Apart from the pictures, every entry below must be given again exactly.

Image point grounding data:
--------
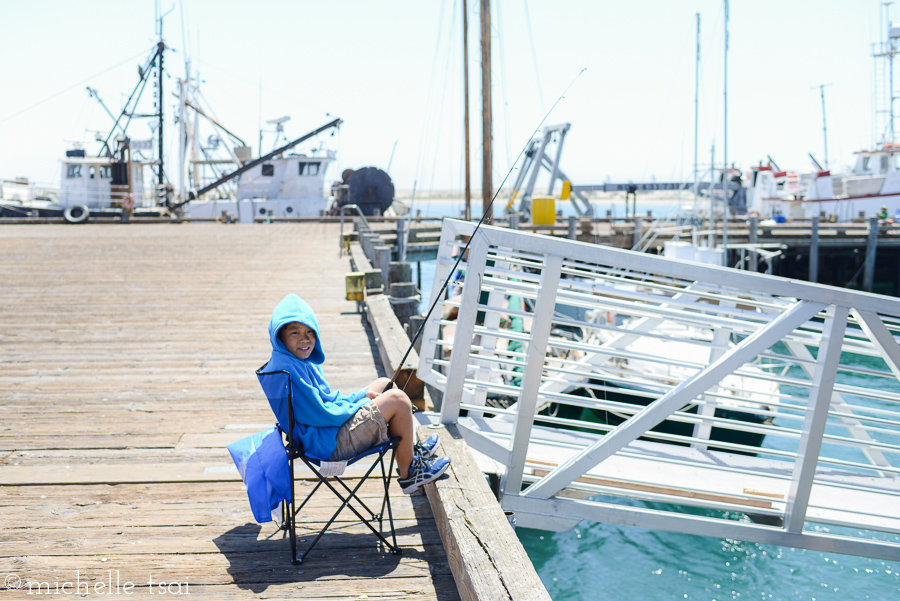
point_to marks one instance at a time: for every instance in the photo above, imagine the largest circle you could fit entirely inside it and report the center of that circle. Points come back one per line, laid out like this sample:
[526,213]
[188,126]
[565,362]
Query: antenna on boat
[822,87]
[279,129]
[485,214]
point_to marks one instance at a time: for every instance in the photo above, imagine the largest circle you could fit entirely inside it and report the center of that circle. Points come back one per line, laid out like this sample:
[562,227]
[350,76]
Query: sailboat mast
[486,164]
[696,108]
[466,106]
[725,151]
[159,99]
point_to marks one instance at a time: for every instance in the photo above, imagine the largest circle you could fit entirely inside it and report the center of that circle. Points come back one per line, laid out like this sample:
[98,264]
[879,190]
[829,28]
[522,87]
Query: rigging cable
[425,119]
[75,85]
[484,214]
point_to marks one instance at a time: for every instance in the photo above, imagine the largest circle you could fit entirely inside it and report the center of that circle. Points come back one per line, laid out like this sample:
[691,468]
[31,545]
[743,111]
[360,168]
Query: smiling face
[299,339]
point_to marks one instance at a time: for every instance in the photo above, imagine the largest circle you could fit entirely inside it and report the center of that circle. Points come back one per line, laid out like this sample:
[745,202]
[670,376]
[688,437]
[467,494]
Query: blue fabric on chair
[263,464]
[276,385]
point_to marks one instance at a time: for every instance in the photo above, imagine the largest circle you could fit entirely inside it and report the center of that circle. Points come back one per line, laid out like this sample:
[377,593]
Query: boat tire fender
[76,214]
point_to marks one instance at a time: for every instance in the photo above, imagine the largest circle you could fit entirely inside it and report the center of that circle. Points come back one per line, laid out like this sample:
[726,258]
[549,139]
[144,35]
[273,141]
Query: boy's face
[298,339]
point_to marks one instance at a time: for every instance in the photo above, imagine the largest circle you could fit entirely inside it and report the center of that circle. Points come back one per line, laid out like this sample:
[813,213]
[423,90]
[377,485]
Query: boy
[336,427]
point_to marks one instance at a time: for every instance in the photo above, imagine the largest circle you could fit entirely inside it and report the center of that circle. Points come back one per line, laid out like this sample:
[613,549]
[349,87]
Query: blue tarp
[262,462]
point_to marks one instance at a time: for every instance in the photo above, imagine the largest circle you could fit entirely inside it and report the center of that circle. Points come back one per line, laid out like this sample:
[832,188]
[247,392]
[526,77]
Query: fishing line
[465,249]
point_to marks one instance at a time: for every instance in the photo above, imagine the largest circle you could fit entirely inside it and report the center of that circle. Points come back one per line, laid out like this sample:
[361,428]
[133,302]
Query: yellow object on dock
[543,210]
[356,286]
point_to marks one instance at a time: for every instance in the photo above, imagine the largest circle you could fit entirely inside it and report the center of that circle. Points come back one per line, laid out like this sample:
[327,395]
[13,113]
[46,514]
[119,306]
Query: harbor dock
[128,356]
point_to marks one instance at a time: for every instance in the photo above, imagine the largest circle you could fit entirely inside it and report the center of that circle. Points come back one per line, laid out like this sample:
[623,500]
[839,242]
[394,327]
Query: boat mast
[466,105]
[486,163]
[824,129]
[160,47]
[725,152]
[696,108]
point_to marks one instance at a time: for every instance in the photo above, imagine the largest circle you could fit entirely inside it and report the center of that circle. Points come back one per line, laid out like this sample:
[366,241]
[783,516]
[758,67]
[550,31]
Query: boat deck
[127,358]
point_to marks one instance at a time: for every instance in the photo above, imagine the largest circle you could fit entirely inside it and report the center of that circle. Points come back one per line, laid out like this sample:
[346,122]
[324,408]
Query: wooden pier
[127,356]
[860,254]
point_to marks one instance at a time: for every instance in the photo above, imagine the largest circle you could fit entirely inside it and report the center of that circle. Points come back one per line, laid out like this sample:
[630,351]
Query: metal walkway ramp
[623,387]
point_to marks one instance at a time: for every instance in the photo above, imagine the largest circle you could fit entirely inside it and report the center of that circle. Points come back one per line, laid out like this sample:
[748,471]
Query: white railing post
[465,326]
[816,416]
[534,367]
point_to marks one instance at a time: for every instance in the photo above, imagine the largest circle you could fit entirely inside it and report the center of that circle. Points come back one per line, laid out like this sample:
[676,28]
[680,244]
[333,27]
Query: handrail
--------
> **Answer to the problem**:
point_to marks one instance at a time: for every instance in the photo above, imagine the largest circle you could fit entirely inside it and report the center of that circle. Points come back one per line, laid out like this sample:
[526,213]
[188,126]
[565,362]
Query: antenna on boat
[822,87]
[279,129]
[485,214]
point_to marks one instance at a time: for every instance in the photo above, imagine the largest circle you could fit entirely inside it and report the center of that circle. Points come back one per line, laid out like this sample:
[562,227]
[350,76]
Query: sailboat mast
[486,164]
[696,108]
[466,106]
[725,151]
[159,99]
point_to marks one instance at a time: for every instance in the photo above, imagine the largest circle you could fit entirely inside it and report the center of that circle. Points come back one per line, laid out like this sample:
[98,264]
[879,190]
[829,28]
[522,87]
Query: rigging cable
[425,119]
[75,85]
[484,214]
point_to marks one instance at a time: for every instance in the photo above, imagine the largest circle you could fit entirely inside it and report the center of that circle. Points come back one per line, laid out like this sample:
[691,468]
[31,545]
[743,111]
[360,168]
Query: smiling face
[299,339]
point_to marks one instance at a time: for every instance in the photo above, imagine the largest circle you could fit entirely inside it and report the center of that circle. Points come back one per line, laid out like this sample:
[745,202]
[670,376]
[688,437]
[467,494]
Query: blue fabric on chair
[263,464]
[276,385]
point_to marks one instance at a time: for every instance in the photo above, imagine the largest circle you could fit entirely inside it and report the center of that circle. Points come back one per line, laid out like this sample:
[377,593]
Query: boat tire fender
[76,214]
point_to marks one instance at a time: for every instance in the photo above, imagine the largest circle you could fit entirely inside it and report the center of that circle. Points come back one per line, laid out like this sample:
[726,258]
[549,139]
[144,35]
[273,141]
Query: boy's face
[298,339]
point_to marks one instance at a time: for every instance in the photo above, imagine the largest circle you could fit entirely inside it and report the center of that circle. Points come back one per line, laid out like this sample:
[813,213]
[423,90]
[377,485]
Query: boy
[336,427]
point_to marks one instance at a time: for every instance in the photo above, imagine the largest circle you could fit entirely inside it and report the center of that circle. Points come back one per line, laid out like this sample:
[613,549]
[349,87]
Query: blue tarp
[262,462]
point_to marks one instance at a time: for every instance in the photo above, imagine the largest circle you could fit entirely inside it and report the center of that circle. Points come back one per line, laid out like this sample:
[832,188]
[247,392]
[526,77]
Query: fishing line
[465,249]
point_to marks one instance at a time: for every instance in the photo above, imagine the largest circle you could fit entirely inside it and report the center of that circle. Points come back one per line, laid out like this sample:
[361,428]
[133,302]
Query: yellow object on dock
[543,210]
[356,286]
point_to marks one instance at a time: for every instance in the photo above, imagine the largest circle you could fit entirely inside it and report the center of that circle. Points come back one per line, laid out like this sample:
[327,395]
[13,113]
[46,514]
[119,306]
Query: harbor dock
[128,356]
point_to marks one instance at a time: for every instance in the photo above, imagine the largest circle you could fit entirely inside it and report the center of that circle. Points come back one per line, laid out like this sample:
[623,500]
[839,242]
[394,327]
Query: boat mast
[466,105]
[486,163]
[824,129]
[160,47]
[725,152]
[696,108]
point_to marks one instance at a time: for every instance in the photo above, imagine the largest circle you could fit entirely inside it and report the center of that circle. Points come back one per line, laid out like this sample:
[366,241]
[783,516]
[758,67]
[550,31]
Query: boat deck
[127,358]
point_to marks one instance at a time: for every instance in the photo above, imagine the largest circle you could fit entirely inside it and report the center of that circle. Points come back one per line, laid out like this sample:
[346,122]
[324,408]
Query: wooden pier
[127,356]
[860,254]
point_to marks one instance at a time: for every instance in the photo above, imagine the largest circle you could fit entirely inside it and report the center of that circle. Points come back one per line, laid out like this sample:
[630,351]
Query: metal walkway ramp
[623,387]
point_to marks one instance at a time: for every instance in the photo above, imagine the largest circle you could fit entirely inside it and report the center of that circle. Points come back one per line, laid out like this sample:
[748,471]
Query: white railing post
[465,326]
[816,416]
[534,367]
point_to marks one instance at a time: for every instance in the photo above, imagine the largest circle you could fit entirely inside it and report the center of that circle. Points come back one per line, laid out like this sample:
[676,28]
[680,244]
[333,27]
Query: handrail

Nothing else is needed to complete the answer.